What you will do:
1. Summarize the passage on Professor Yaszek's Afrofuturism work in two sentences.
2. In the passage on Professor Yaszek's Afrofuturism work, why does her essay "Rethinking Apocalypse in African SF" say that scientists, filmmakers, and authors from across Africa repurpose the tropes of Western science fiction? Answer in one or two sentences.
3. Pick up the passage on Professor Yaszek's Afrofuturism work after its final sentence and continue it.

Professor Yaszek is also a pioneering scholar in the field of Afrofuturism, a transmedia aesthetic movement that uses the tropes and themes of science fiction explore the relations of science, technology, and race in entertaining and innovative ways. In the mid-2000s Professor Yaszek became one of the first scholars recognized for her sustained interest in the deep history of Afrofuturism as it relates to the development of science fiction as a modern popular genre (see, in particular, her articles “Afrofuturism and Ralph Ellison’s Invisible Man” in Rethinking History and “Afrofuturism, Science Fiction, and the History of the Future” in Socialism and Democracy). Recently Dr. Yaszek has returned to Afrofuturist studies, writing two essays on the history of North American Afrofuturism for inclusion in The Cambridge Companion to American Science Fiction and the critical anthology Black and Brown Planets. Her essay “Rethinking Apocalypse in African SF” (Paradoxa Special Issue: Africa SF) deploys the critical insights of Afrofuturism to show how scientists, filmmakers, and authors from across Africa repurpose the tropes of Western science fiction in general and Afrofuturism in particular to combat the overwhelmingly negative representations of their home continent in the global media. Professor Yaszek also works closely with Atlanta-based Afrofuturist practitioners and fans on events including podcasts, literary symposia, and convention panels. She is currently associate producer for the independent Afrofuturist film Rite of Passage and is co-editing a book on Afrofuturist criticism with Dr. Isiah Lavender III of Louisiana State University.

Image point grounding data
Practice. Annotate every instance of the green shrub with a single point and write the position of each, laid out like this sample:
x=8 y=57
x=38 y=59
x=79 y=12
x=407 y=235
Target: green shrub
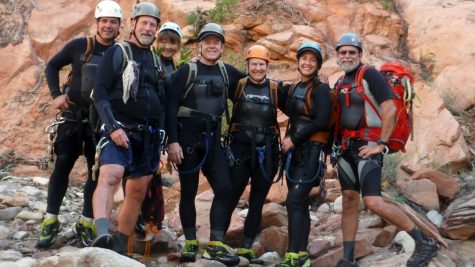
x=223 y=10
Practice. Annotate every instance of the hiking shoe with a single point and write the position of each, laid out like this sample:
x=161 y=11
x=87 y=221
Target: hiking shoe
x=249 y=254
x=103 y=241
x=423 y=254
x=221 y=252
x=86 y=231
x=346 y=263
x=140 y=227
x=304 y=259
x=188 y=254
x=49 y=229
x=291 y=259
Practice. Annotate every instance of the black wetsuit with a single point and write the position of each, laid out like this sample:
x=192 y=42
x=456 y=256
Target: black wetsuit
x=254 y=138
x=305 y=156
x=356 y=173
x=192 y=132
x=74 y=137
x=140 y=115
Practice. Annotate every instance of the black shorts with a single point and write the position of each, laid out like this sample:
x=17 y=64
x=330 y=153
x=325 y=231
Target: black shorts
x=358 y=174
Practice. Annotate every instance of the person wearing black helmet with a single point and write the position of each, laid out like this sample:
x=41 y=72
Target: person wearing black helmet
x=360 y=163
x=194 y=113
x=254 y=142
x=74 y=135
x=307 y=102
x=128 y=101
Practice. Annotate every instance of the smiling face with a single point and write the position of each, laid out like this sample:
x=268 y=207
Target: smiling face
x=211 y=49
x=145 y=28
x=307 y=64
x=108 y=28
x=349 y=58
x=257 y=69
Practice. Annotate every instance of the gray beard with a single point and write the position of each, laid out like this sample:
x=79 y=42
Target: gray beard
x=349 y=68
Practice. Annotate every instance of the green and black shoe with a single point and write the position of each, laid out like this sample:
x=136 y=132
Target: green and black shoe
x=188 y=254
x=221 y=252
x=291 y=259
x=49 y=229
x=249 y=254
x=304 y=259
x=86 y=231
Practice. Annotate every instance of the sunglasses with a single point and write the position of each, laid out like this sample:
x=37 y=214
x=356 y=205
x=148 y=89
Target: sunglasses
x=349 y=52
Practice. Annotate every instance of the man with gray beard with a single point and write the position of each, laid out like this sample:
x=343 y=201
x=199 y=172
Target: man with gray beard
x=127 y=98
x=359 y=167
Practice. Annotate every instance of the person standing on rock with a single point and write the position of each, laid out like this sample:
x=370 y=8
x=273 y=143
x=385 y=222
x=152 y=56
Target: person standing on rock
x=127 y=98
x=308 y=104
x=194 y=113
x=359 y=167
x=254 y=142
x=74 y=134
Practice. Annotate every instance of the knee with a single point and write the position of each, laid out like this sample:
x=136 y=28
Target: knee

Expected results:
1. Professor Yaszek is a pioneering scholar of Afrofuturism, a transmedia aesthetic movement that uses the tropes and themes of science fiction to explore the relations of science, technology, and race, and in the mid-2000s she became one of the first scholars recognized for her sustained interest in its deep history as it relates to science fiction's development as a modern popular genre. She has recently written more essays on North American and African Afrofuturism, works with Atlanta-based Afrofuturist practitioners and fans, is associate producer for the film Rite of Passage, and is co-editing a book on Afrofuturist criticism with Dr. Isiah Lavender III.

2. According to the essay, they repurpose the tropes of Western science fiction, and of Afrofuturism in particular, to combat the overwhelmingly negative representations of their home continent in the global media.

3.
You can reach Professor Yaszek’s essay “Afrofuturism, Science Fiction, and the History of the Future” here; listen to Professor Yaszek speak about race in science fiction here and here; and watch clips from Rite of Passage here.
Elsewhere, Yaszek explores the relations of science, technology, and science fiction more generally. In 2010 she co-edited the critical anthology Practicing Science Fiction: Critical Essays on Writing, Reading, and Teaching the Genre (with colleagues Dr. Karen Hellekson, Dr. Craig B. Jaconbsen, and Dr. Patrick B. Sharp). In 2012 she co-edited a special double issue on “The Science and Science Fiction of Kim Stanley Robinson” with (Dr. Doug Davis of Gordon College) for the tier-one science studies journal Configurations. This issue featured essays from scholars working in both science fiction and science studies as well as an interview with Robinson conducted by Yaszek and Davis. More recently, Dr. Yaszek has co-authored a book chapter on posthumanism in science and science fiction with Georgia Tech alum Dr. Jason Ellis (CUNY City Tech) and written an essay exploring how digital tools transform both the science fiction archive and science fiction studies as a discipline. This last essay, “Narrative, Archive, Database: The Digital Humanities and Science Fiction Scholarship,” was published simultaneously in the premiere issue of the Eaton Journal of Archival Research in Science Fiction and the SFRA Review (the flagship publication of the Science Fiction Research Association), earning Yaszek the 2014 Mary Kay Bray Writing Award. Yaszek also provides cultural commentary of scientific and science fiction events of interest for Georgia Tech and other interested institutions.